## [Document extract]
==============================

Monday, June 30, 2014

What is the CBPA (Chesapeake Bay Preservation Act) and How Does it Affect Me?


So, what is the Chesapeake Bay preservation Act (CBPA)?  Chances are, if you know, it’s because you’ve already had to deal with it.  

A little background--the CBPA, or Bay Act, was initially enacted in 1988.  The Bay Act’s aim, in a broad sense, is to protect the water quality in the Chesapeake Bay and its tributaries.  The General Assembly designed the Act to enhance water quality while still allowing for reasonable economic development. 

As a member of the public trying to develop your property, you may see the Bay Act as a pain, but it is important to understand the reasoning behind this legislation.  The Chesapeake Bay is a national Treasure and it deserves to be protected.  It is the nation's largest estuary and one of the world's most productive.  The Bay is home to over 2,700 species and it drains 64,000 square miles of land Chesapeake Bay Watershed Map. 




The Lynnhaven River and its watershed drain into the Chesapeake Bay, and are subject to the Bay Act.  More than half (54%) of Virginia Beach's residents live in the Lynnhaven River's 64 square mile watershed. 



Because the Lynnhaven has such a dense residential population surrounding its waters, it is important for home and business owners to know how this legislation affects them.

==============================

## [Recorded data]
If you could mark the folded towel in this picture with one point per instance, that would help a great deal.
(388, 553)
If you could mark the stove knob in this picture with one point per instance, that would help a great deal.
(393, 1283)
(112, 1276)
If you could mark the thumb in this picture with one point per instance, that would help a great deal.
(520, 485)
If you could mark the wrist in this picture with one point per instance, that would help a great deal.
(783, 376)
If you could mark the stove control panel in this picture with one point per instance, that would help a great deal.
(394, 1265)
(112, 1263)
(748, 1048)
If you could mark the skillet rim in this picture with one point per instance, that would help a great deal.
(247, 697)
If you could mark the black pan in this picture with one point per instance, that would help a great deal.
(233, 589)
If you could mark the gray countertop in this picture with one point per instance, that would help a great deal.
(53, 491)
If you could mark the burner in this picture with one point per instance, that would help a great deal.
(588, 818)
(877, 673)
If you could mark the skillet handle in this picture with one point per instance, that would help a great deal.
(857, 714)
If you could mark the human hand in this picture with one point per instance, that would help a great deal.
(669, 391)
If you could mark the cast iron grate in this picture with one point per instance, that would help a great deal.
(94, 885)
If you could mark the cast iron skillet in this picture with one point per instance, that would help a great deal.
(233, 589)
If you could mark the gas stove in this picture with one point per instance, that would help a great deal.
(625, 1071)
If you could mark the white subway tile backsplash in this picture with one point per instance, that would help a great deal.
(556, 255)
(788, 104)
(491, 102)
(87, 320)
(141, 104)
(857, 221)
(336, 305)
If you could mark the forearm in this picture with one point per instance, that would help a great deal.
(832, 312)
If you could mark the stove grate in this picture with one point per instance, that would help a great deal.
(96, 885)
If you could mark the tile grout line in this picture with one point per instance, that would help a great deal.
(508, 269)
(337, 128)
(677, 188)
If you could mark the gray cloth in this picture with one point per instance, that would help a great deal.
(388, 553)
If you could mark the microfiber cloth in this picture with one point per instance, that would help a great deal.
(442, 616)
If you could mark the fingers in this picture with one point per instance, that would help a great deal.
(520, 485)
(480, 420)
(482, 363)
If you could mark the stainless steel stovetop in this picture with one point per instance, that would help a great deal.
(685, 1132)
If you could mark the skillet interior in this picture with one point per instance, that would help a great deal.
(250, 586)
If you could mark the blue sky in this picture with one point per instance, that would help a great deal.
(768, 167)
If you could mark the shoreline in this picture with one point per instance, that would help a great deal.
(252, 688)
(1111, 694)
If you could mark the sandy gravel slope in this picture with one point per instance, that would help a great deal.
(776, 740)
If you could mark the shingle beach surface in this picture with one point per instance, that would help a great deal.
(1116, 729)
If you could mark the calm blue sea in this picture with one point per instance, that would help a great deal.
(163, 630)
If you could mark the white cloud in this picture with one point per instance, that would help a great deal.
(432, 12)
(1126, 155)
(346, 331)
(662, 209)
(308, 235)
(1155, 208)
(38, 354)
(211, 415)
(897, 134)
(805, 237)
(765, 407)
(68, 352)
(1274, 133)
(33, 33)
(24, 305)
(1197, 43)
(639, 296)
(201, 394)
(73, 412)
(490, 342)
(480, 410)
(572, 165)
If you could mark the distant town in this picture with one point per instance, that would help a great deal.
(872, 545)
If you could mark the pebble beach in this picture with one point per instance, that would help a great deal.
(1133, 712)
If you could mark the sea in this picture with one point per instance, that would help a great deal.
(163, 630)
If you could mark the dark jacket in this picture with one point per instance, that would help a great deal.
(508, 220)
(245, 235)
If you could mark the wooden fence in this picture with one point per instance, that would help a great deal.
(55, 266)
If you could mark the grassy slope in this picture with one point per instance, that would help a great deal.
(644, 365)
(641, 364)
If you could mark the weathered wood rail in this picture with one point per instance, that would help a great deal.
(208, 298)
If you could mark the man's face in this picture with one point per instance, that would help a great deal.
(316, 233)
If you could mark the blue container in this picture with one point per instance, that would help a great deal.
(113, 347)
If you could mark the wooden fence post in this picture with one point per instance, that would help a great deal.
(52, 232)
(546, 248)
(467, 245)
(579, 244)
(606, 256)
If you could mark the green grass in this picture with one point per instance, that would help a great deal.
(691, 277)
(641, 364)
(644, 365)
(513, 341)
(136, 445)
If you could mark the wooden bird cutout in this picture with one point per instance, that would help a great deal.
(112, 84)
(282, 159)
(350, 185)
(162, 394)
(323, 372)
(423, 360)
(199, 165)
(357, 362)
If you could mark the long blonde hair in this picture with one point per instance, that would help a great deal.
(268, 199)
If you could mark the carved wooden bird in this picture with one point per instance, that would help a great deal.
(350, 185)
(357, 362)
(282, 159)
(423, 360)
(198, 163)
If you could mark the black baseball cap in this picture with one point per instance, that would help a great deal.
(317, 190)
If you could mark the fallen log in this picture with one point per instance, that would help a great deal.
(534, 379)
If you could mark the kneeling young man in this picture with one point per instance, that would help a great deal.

==============================

## [Set of tasks]
[1] In the post on the Chesapeake Bay Preservation Act, why is it important for home and business owners around the Lynnhaven River to know how the Bay Act affects them? Answer in one to three sentences.
[2] Continue the post on the Chesapeake Bay Preservation Act from its last sentence.

## [Outputs by task]
[1] A dense residential population surrounds the Lynnhaven's waters, so many people live close to them. The river and its watershed drain into the Chesapeake Bay and are subject to the Bay Act, and more than half (54%) of Virginia Beach's residents live in that 64-square-mile watershed.

[2]
In 1991, the City of Virginia Beach adopted the Chesapeake Bay Preservation Act Ordinance, affecting all properties within the Chesapeake Bay watershed. This ordinance provides an outline of regulations that must be followed when developing within this protected area.  These regulations are often referred to as best management practices (BMPs), and are designed to improve water quality by protecting critical areas within the watershed.  

This ordinance separates protected land into two categories:
  1. Resource Protection Areas (RPA)
  2. Resource Management Areas (RMA)
RPAs are critical areas within the watershed.  They are usually adjacent to waterways, and are subjected to more regulations.  RMAs are adjacent to RPAs, extending landwards to the edge of the waterside, and are not as strictly regulated.





So, how do I know what this means to me exactly, as a property owner within the Lynnhaven River watershed? Here is a link the the City of Virginia Beach's homeowners guide to Chesapeake Bay resource protection areas-- Home Owner's Guide to Chesapeake Bay Resource Protection Areas

Any work or project to be done in the RPA must be approved by the city. You can submit at Preliminary Project Request (PPR) available here

Some basic guidelines:

  • Nothing can be build in the RPA (with the exception of boat-docking structures and shoreline control structures)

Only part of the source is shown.